EXERCISE PASSAGE:
You "program by search engine", i.e., you search for examples of people
who have used the same library, and you copy chunks of code from them. I
want to systemize this process, and apply it at a large scale. We have
collected a corpus of 1.5 billion lines of source code from 8000
software projects, and we want to find syntactic patterns that recur
across projects. These can then be presented to a programmer as she is
writing code, providing an autocomplete functionality that can suggest
entire function bodies. Statistical techniques involved include language
modelling, data mining, and Bayesian nonparametrics. This also raises
some deep and interesting questions in software engineering: i.e., Why
do syntactic patterns occur in professionally written software when they
could be refactored away?
Structure Learning for Computer Systems
Supervisor: Charles Sutton
Automatically determine the structure of models to describe the
performance of warehouse-scale and cloud applications.

WHAT YOU SHOULD DO: Please output the project description word for word, from "Structure Learning for" up to and including "and cloud applications.". The rows play no part in this.

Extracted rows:
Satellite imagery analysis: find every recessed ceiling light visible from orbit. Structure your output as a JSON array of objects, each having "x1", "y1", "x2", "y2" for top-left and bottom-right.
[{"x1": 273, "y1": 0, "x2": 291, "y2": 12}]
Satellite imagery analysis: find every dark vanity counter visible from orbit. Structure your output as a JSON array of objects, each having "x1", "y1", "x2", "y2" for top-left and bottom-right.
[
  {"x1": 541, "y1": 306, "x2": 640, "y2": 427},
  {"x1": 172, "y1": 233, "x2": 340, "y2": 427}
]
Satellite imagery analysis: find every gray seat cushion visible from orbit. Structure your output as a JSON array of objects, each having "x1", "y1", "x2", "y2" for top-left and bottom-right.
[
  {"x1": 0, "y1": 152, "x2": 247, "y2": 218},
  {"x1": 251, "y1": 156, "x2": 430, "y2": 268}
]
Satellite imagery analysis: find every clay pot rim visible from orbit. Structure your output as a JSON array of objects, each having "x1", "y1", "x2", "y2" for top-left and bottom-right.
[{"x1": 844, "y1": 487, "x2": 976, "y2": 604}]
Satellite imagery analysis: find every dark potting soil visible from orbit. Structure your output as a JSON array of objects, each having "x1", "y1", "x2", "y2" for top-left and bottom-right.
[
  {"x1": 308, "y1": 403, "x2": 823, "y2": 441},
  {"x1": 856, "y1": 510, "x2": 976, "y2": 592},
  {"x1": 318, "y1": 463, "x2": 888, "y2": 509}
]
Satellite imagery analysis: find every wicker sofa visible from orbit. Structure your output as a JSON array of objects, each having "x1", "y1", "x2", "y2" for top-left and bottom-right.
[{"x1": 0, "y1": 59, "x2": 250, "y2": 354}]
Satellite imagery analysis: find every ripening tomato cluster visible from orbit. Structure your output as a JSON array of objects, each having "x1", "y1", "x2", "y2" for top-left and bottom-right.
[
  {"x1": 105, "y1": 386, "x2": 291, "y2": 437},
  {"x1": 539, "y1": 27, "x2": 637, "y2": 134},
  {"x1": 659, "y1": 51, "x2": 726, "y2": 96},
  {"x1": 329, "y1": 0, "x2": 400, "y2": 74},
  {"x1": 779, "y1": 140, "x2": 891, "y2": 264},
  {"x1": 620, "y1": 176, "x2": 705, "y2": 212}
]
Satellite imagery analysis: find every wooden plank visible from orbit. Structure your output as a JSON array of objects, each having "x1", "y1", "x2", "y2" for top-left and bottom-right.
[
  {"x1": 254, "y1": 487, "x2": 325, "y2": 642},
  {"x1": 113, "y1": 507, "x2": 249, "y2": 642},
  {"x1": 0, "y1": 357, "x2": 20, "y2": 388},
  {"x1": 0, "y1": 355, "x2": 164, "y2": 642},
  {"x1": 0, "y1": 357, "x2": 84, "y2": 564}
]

WRITTEN REPLY:
Structure Learning for Computer Systems
Supervisor: Charles Sutton
Automatically determine the structure of models to describe the
performance of warehouse-scale and cloud applications.